--- start of Material shown ---

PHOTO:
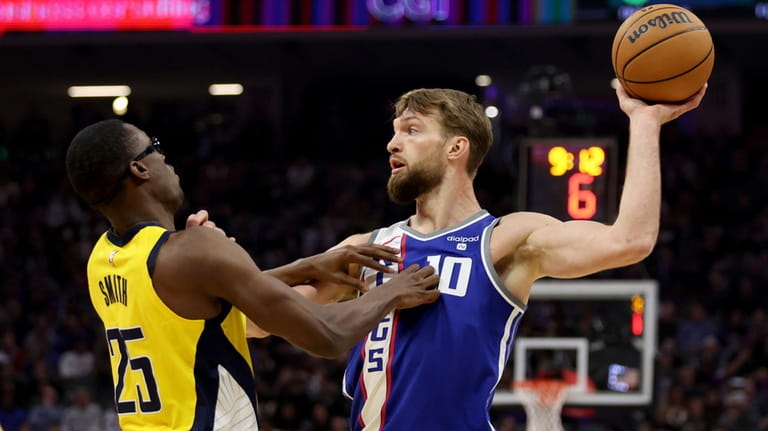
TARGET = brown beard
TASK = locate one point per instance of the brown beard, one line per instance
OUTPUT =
(404, 188)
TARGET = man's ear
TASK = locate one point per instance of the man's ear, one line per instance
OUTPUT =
(458, 147)
(139, 169)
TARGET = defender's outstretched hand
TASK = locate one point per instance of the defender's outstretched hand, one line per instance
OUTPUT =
(335, 267)
(418, 285)
(200, 218)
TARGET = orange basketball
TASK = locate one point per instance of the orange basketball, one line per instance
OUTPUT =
(663, 53)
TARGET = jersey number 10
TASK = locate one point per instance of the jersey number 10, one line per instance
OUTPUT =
(446, 268)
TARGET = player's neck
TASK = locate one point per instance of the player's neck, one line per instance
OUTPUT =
(444, 207)
(122, 218)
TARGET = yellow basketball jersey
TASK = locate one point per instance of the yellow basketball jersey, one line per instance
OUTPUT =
(169, 373)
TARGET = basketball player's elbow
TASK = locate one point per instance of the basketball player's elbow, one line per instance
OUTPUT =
(635, 248)
(327, 342)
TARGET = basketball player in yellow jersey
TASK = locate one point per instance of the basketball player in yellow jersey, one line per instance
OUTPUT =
(175, 304)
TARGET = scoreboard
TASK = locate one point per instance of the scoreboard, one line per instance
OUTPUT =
(569, 178)
(322, 15)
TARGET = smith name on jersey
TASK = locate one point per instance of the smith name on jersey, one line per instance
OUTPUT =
(170, 373)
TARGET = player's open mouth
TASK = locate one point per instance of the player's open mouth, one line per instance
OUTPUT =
(396, 165)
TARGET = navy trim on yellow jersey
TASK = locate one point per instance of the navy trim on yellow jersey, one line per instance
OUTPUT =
(156, 249)
(122, 240)
(214, 349)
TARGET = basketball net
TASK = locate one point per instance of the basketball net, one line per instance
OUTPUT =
(543, 400)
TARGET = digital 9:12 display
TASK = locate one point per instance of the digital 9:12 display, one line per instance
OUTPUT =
(569, 178)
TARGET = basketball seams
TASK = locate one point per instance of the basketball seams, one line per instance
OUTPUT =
(706, 57)
(631, 25)
(671, 36)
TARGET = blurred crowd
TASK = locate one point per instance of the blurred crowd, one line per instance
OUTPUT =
(287, 192)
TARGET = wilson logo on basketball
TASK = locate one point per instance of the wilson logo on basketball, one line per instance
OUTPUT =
(660, 21)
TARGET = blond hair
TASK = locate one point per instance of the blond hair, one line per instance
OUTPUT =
(458, 113)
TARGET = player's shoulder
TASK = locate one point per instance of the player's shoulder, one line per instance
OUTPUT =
(526, 219)
(196, 245)
(514, 228)
(355, 239)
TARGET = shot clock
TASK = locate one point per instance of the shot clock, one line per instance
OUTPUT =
(569, 178)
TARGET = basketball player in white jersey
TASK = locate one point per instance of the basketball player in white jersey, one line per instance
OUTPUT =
(435, 367)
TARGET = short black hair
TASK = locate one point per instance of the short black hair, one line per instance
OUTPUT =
(97, 159)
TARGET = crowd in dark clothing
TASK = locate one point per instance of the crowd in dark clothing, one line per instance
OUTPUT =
(282, 202)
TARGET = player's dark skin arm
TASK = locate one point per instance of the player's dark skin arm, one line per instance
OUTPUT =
(333, 266)
(197, 267)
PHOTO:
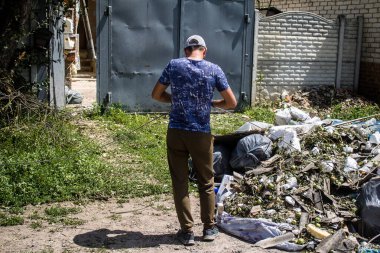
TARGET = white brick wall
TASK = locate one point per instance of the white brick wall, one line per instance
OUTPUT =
(298, 49)
(330, 9)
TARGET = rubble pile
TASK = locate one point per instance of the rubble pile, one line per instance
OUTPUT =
(309, 186)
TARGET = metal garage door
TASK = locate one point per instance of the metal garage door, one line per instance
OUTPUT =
(137, 38)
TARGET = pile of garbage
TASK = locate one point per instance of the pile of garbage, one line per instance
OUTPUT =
(301, 184)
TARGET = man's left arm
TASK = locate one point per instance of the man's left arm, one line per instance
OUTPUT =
(159, 93)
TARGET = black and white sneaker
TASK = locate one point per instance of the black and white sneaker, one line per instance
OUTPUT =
(186, 238)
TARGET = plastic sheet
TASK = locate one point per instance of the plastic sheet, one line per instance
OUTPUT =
(254, 230)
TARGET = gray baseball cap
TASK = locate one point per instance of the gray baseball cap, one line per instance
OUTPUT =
(195, 40)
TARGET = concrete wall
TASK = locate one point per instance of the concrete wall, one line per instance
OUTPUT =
(299, 49)
(369, 83)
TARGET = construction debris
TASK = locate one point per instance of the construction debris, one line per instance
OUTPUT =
(307, 190)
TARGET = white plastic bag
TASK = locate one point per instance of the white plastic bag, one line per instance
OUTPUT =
(253, 126)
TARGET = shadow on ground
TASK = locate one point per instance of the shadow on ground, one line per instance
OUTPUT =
(121, 239)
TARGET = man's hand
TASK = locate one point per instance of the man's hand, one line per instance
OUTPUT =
(159, 93)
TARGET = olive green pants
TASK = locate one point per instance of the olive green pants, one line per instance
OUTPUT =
(180, 145)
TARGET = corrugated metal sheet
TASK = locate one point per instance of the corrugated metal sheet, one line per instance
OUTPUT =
(137, 38)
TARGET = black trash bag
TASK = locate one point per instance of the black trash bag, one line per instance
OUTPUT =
(368, 203)
(250, 151)
(221, 164)
(222, 167)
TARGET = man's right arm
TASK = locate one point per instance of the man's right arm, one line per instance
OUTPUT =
(159, 93)
(228, 101)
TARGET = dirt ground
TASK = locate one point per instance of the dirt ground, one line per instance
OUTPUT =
(85, 84)
(141, 225)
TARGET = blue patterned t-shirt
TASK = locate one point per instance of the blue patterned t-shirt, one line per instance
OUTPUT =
(192, 87)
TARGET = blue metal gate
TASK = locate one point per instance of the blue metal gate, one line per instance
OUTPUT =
(137, 38)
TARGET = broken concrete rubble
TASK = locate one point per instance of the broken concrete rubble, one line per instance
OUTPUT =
(310, 183)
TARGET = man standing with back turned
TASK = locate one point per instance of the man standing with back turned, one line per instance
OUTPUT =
(192, 81)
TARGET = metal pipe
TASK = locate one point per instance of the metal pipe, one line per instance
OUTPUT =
(87, 25)
(255, 53)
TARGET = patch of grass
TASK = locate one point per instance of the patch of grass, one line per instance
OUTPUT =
(56, 211)
(48, 161)
(261, 113)
(72, 221)
(10, 220)
(35, 216)
(57, 214)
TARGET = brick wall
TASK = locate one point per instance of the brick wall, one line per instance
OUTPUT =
(369, 9)
(298, 49)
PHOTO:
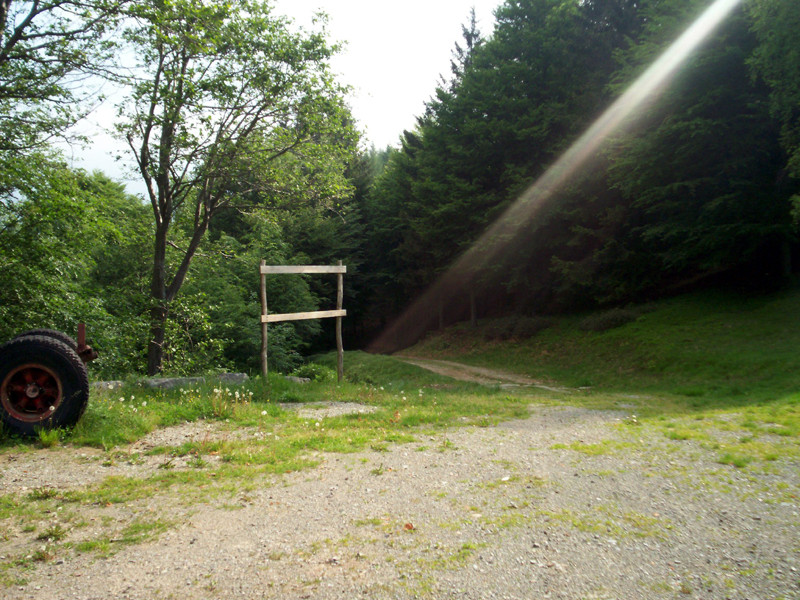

--- end of Material shown ---

» What is asked
Find each line in the records above that contains the word "clock", and copy those lines out.

» Solution to this problem
TARGET = shot clock
TASK = locate one point per instance of the shot clock, one line per instance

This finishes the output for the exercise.